▼
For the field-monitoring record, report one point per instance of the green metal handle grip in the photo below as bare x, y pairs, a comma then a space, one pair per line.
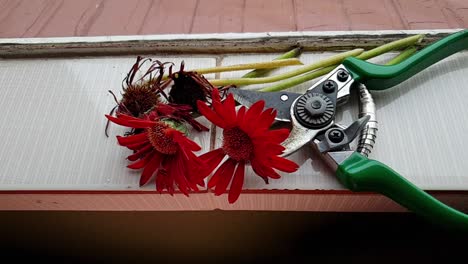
359, 173
381, 77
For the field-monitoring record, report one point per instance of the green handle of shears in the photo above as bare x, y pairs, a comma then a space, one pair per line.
381, 77
359, 173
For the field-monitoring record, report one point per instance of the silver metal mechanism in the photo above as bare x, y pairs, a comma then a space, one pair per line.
▲
Work instructions >> The result should be a verbatim copy of the data, free of pictures.

Response for this exercise >>
For the field-monitoring record, report one point per instance of the green metal handle grip in the photo below as bare x, y pairs, a comma then a space, one pair per line.
359, 173
381, 77
For the field-monitoring record, report one point per instance of the green handle of shears in the photo above as bare x, y pairs, a comma then a space, one pair per line.
381, 77
359, 173
For the field-monitoring record, report one point per instance of the silver metal mechanism in the photo above as bare x, y pairs, a comma then a space, one pair per line.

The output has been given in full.